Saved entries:
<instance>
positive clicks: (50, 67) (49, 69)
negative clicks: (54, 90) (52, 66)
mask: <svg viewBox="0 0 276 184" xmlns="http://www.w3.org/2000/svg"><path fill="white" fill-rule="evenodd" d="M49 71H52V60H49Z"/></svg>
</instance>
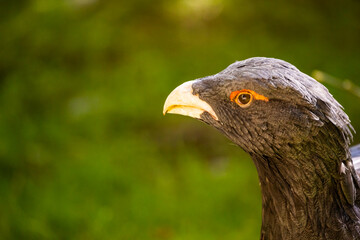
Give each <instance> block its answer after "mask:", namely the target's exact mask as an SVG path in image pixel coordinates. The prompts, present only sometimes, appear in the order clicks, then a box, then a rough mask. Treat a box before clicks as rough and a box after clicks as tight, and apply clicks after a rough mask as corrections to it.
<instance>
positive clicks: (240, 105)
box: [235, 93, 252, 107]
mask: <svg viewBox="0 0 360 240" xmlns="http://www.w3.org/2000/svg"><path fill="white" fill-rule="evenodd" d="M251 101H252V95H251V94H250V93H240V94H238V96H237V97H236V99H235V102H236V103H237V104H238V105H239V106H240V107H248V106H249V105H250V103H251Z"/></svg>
---
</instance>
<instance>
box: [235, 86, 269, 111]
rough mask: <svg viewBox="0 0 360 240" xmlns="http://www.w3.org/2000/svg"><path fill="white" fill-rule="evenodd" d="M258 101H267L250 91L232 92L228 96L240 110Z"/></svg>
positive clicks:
...
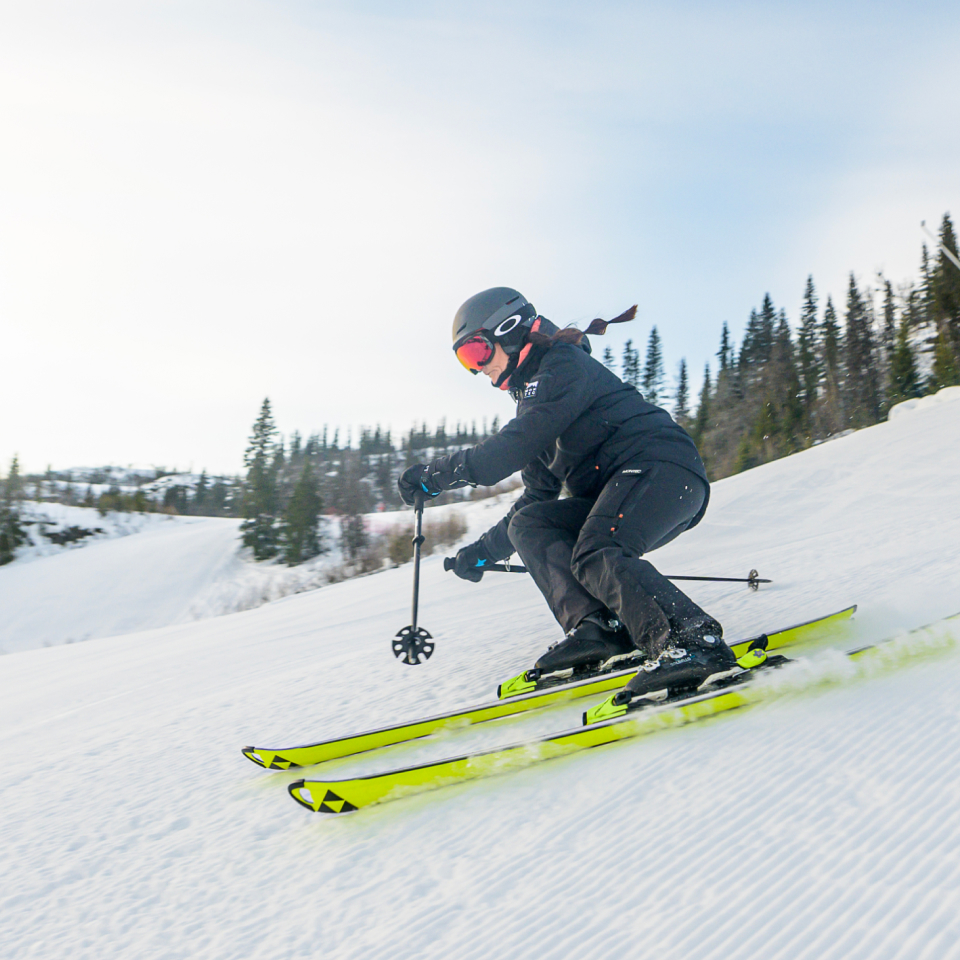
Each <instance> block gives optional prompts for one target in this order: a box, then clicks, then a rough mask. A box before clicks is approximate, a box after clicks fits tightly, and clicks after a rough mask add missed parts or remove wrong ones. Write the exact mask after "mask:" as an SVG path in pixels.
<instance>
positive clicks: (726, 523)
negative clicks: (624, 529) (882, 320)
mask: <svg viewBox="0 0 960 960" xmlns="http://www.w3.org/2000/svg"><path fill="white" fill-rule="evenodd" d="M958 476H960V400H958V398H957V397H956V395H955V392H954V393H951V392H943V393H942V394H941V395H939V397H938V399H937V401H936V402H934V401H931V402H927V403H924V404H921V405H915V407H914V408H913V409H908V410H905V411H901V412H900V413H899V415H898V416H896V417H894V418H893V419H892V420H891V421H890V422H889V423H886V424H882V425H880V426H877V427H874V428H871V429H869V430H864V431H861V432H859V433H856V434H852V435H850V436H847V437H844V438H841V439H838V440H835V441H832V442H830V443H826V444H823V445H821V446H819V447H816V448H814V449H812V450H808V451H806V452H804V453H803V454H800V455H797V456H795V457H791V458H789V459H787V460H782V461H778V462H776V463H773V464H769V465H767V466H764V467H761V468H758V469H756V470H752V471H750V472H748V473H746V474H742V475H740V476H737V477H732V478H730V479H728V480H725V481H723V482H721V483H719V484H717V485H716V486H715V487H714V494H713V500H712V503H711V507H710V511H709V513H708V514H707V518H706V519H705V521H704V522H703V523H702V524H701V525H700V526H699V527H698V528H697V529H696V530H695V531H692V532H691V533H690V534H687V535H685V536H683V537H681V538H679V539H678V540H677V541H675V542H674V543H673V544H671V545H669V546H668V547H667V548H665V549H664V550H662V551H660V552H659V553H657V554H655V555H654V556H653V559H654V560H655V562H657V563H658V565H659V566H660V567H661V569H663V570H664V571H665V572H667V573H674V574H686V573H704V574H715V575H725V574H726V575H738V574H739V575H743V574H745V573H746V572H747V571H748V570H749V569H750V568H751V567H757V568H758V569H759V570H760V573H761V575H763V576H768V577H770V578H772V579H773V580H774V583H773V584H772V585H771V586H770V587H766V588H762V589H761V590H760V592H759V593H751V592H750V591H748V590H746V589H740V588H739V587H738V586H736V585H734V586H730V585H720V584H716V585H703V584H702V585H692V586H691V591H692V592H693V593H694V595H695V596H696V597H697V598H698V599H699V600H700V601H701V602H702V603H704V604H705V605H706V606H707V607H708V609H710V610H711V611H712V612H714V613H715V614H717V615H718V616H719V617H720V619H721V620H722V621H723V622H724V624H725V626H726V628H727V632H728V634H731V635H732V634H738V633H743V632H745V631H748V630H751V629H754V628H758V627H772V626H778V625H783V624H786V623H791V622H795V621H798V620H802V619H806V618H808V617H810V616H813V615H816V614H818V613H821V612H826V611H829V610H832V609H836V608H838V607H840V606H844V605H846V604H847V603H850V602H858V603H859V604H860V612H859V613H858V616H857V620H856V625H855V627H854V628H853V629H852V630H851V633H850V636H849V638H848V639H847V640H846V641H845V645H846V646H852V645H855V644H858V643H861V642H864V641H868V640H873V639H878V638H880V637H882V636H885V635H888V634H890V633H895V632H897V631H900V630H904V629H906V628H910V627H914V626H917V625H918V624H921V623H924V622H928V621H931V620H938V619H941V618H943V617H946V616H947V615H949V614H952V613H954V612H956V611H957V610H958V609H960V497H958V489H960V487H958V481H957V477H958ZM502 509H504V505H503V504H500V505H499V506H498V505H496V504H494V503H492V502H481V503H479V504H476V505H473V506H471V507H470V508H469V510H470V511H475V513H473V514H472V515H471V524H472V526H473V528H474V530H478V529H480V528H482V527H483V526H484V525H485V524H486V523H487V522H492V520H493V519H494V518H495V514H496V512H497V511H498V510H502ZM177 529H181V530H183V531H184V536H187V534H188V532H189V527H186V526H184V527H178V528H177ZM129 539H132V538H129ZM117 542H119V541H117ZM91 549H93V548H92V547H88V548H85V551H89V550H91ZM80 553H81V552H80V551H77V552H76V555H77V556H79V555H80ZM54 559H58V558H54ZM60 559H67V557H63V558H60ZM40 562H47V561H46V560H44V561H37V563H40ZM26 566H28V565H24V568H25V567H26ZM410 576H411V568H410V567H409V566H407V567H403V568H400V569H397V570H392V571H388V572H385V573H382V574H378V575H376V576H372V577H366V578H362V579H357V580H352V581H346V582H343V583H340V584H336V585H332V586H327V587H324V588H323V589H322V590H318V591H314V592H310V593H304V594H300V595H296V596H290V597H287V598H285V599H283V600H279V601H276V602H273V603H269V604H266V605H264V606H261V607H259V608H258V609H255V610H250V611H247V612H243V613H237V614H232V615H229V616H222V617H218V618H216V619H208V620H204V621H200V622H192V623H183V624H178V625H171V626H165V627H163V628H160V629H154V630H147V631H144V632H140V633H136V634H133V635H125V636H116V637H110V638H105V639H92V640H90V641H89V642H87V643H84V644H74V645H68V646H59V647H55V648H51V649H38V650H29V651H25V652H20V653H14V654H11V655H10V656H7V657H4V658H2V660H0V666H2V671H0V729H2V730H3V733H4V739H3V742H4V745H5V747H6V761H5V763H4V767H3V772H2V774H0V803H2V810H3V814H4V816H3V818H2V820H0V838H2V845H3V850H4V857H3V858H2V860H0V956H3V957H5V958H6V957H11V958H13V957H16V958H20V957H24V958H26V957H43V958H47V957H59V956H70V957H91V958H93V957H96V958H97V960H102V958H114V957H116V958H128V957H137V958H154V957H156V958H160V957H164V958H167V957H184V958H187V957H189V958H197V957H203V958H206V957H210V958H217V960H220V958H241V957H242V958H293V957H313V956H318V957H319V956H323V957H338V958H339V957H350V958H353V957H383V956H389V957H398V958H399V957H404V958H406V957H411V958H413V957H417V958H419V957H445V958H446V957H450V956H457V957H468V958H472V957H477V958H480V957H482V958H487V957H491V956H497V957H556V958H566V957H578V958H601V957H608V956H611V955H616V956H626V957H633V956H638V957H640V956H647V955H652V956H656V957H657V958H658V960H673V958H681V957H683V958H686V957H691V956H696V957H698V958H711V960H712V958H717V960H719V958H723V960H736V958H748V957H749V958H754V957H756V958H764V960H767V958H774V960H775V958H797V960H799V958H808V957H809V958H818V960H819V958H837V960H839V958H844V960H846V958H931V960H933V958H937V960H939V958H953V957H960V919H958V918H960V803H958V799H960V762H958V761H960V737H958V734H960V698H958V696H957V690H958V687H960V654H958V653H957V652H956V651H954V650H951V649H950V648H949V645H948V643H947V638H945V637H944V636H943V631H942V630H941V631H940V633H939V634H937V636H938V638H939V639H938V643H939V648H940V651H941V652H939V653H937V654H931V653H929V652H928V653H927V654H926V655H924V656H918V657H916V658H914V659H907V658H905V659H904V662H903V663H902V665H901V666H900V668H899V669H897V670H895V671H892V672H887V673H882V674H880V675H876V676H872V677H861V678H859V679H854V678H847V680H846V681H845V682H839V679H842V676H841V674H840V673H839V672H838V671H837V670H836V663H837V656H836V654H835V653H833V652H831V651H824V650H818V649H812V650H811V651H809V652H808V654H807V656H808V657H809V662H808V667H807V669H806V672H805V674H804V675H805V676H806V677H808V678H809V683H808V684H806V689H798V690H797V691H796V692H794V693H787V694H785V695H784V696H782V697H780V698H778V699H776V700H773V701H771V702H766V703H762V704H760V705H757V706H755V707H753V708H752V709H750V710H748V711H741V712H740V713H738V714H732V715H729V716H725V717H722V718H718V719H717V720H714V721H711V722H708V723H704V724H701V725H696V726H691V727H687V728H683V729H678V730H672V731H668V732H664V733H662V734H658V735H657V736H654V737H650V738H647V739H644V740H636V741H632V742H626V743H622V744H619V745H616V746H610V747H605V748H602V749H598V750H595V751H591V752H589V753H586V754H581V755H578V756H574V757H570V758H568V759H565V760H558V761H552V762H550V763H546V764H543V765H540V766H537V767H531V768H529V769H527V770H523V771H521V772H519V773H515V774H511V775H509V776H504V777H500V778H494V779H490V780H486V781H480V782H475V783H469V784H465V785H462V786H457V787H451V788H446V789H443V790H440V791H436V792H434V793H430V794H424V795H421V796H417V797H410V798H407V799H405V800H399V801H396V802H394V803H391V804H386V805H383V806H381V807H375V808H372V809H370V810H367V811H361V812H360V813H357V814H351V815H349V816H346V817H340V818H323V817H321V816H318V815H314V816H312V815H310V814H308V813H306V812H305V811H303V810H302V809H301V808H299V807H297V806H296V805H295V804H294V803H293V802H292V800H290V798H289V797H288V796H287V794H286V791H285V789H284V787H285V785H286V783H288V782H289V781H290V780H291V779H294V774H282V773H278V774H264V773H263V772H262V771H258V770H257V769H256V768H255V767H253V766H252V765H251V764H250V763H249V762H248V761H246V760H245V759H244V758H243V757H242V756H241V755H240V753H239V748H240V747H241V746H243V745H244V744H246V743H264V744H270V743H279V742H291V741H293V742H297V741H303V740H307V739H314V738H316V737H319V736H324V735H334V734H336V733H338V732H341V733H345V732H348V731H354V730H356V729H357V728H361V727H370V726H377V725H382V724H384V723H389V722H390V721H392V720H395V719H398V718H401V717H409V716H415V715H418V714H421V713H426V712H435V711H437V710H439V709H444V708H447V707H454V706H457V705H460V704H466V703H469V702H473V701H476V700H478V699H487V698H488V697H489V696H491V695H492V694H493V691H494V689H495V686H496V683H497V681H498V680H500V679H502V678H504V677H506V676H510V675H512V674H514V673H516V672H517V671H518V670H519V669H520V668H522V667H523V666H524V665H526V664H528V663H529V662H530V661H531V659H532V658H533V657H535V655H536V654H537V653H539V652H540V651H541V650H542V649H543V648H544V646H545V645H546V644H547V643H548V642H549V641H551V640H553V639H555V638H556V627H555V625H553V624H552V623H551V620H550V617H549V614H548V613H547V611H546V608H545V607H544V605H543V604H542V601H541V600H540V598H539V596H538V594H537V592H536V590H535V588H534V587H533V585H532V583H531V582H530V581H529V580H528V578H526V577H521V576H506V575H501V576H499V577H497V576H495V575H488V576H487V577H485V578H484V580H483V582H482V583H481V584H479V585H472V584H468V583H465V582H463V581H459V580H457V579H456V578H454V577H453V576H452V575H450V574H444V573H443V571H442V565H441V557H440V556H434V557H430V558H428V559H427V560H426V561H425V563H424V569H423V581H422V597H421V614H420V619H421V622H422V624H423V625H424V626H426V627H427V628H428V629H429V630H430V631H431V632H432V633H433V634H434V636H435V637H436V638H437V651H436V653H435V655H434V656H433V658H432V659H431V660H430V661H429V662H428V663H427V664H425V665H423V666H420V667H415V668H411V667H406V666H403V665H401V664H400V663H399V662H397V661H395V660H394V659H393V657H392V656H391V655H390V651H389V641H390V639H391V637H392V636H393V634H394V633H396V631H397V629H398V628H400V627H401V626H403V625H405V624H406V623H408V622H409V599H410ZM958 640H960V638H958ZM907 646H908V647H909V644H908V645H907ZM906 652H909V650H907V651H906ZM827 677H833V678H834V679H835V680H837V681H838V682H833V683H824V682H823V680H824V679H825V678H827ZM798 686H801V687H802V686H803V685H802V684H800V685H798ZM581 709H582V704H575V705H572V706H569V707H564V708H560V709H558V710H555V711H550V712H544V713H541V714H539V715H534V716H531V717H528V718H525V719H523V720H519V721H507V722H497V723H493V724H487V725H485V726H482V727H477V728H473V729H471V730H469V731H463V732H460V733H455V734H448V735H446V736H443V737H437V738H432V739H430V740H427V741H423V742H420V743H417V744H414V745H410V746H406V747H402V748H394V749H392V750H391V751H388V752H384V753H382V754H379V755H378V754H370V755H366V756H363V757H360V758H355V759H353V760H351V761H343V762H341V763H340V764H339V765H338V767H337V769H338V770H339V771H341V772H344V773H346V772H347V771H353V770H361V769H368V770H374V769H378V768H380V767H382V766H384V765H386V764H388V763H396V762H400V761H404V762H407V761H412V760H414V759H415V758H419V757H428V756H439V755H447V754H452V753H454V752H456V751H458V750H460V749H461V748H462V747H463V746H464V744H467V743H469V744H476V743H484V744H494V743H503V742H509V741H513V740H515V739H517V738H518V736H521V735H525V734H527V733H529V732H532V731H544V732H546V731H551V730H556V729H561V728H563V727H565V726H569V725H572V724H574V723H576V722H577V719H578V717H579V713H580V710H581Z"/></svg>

Brief>
Look for the word "positive" in the data, then return every line that contains it.

Task response>
positive clicks: (50, 67) (49, 69)
positive clicks: (240, 105)
positive clicks:
positive clicks: (726, 523)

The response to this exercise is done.